> _Page extract_:
* Begin *
Month: August 2006

Addition

Such an up and down job I have. If only I had a performance car with the handling of my average day: to say it turns on a dime would be an understatement.

Two boys give me hell in the morning. In the afternoon, one of them comes up to apologize, and the other faces off against me in a friendly game of air hockey. I know the apology was not voluntary, and my participation in the air hockey game was by self-invitation, but let’s not get too picky here.

Progress will be progress in the little things, the program director has told us several times, and slowly the little things will add up.

Prank

PenJust before my senior year in college, I invested in a beautiful fountain pen: a Cross Townsend. I later learned that somehow I got the pen for almost half the actual price thought a pricing mistake or something. Now a new one costs roughly four times what I paid.

That pen accompanied me through Europe and was instrumental in recording thoughts about Strasbourg, Prague, Berlin, Amsterdam, and a number of other cities.

For twelve years, I’d never even misplaced it.

Today, at work, it was stolen. Or was it?
* End *
> _Requirements_:
a – Translate this sentence from the August 2006 posts into Spanish: "For twelve years, I’d never even misplaced it."
b – From the August 2006 posts, reproduce the passage starting with "Month: August 2006" and going on through "too picky here.".

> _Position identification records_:
* Begin *
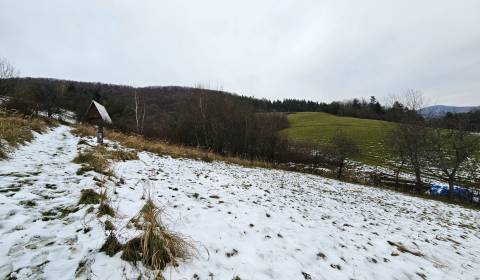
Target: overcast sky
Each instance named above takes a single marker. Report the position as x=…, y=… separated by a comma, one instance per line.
x=320, y=50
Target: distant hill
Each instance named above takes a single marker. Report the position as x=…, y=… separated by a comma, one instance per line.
x=442, y=110
x=318, y=127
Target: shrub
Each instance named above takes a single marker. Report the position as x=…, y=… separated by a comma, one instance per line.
x=89, y=196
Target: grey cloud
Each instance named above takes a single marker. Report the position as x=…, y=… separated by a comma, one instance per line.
x=320, y=50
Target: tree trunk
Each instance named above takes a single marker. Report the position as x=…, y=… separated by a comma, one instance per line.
x=418, y=180
x=340, y=170
x=451, y=184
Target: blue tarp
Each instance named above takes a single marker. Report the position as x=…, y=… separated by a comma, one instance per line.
x=442, y=190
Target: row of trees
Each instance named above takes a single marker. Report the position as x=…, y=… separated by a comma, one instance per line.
x=421, y=143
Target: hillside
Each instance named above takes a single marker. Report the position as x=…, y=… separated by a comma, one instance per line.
x=441, y=110
x=252, y=223
x=317, y=127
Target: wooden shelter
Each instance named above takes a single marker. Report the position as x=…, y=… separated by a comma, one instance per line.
x=98, y=116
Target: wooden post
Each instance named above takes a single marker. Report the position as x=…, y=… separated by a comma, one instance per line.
x=99, y=134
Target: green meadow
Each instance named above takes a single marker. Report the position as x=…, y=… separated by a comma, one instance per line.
x=316, y=127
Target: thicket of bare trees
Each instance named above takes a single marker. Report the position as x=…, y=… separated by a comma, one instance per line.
x=223, y=125
x=420, y=143
x=339, y=149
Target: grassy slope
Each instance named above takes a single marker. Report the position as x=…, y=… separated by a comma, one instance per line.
x=16, y=130
x=316, y=127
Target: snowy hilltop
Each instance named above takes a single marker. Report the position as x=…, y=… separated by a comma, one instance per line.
x=244, y=223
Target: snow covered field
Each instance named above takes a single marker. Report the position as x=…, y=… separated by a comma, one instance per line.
x=245, y=222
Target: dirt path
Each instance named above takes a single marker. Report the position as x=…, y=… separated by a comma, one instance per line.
x=42, y=229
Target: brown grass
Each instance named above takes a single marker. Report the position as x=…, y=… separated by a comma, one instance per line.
x=163, y=148
x=16, y=130
x=156, y=247
x=96, y=159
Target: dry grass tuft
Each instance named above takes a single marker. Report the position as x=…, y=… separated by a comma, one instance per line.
x=89, y=196
x=111, y=245
x=156, y=247
x=16, y=130
x=96, y=159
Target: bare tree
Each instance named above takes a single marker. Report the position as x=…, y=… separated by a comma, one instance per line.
x=339, y=149
x=408, y=139
x=450, y=151
x=139, y=112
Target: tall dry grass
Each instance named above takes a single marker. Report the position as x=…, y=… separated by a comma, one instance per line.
* End *
> _Task solutions_:
a – En doce años, ni siquiera lo había extraviado nunca.

b –
Month: August 2006

Addition

Such an up and down job I have. If only I had a performance car with the handling of my average day: to say it turns on a dime would be an understatement.

Two boys give me hell in the morning. In the afternoon, one of them comes up to apologize, and the other faces off against me in a friendly game of air hockey. I know the apology was not voluntary, and my participation in the air hockey game was by self-invitation, but let’s not get too picky here.